Rows from a pointing dataset:
----
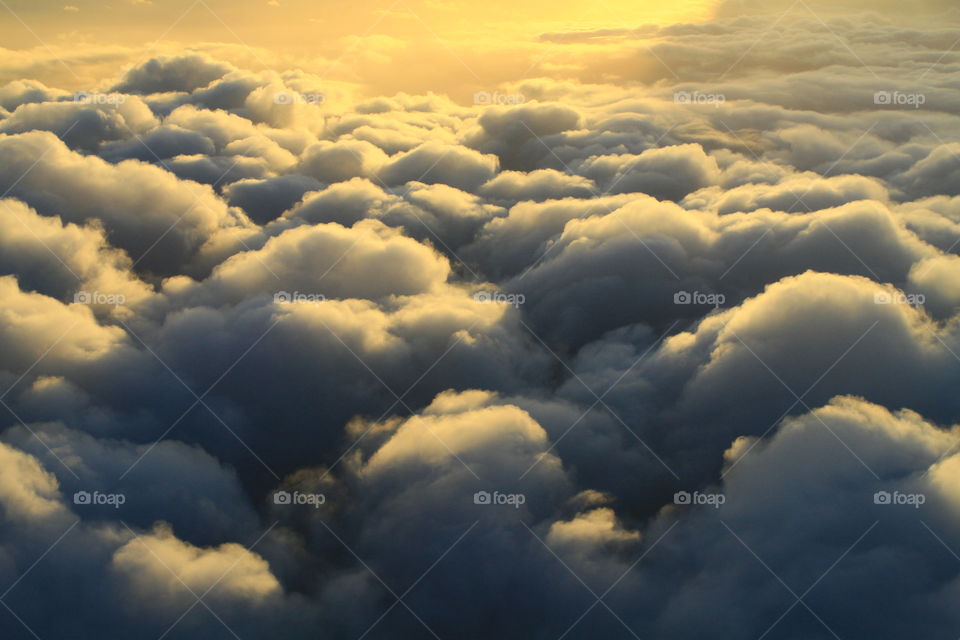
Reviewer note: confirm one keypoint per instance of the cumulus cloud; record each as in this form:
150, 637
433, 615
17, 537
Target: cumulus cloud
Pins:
----
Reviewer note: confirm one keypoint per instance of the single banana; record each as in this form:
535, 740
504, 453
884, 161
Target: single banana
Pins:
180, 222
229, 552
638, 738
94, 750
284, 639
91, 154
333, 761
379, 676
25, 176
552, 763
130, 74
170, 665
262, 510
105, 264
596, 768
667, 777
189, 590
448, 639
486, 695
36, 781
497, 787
----
YOUR GOAL:
Which lines of the records contain the string "form"? Return every such line in full. Case counts.

RESPONSE:
Reviewer note: confirm one keypoint per instance of the cumulus cloud; record each as in this form:
Reviewer note: confirm one keypoint per instance of the single banana; record each as in this form:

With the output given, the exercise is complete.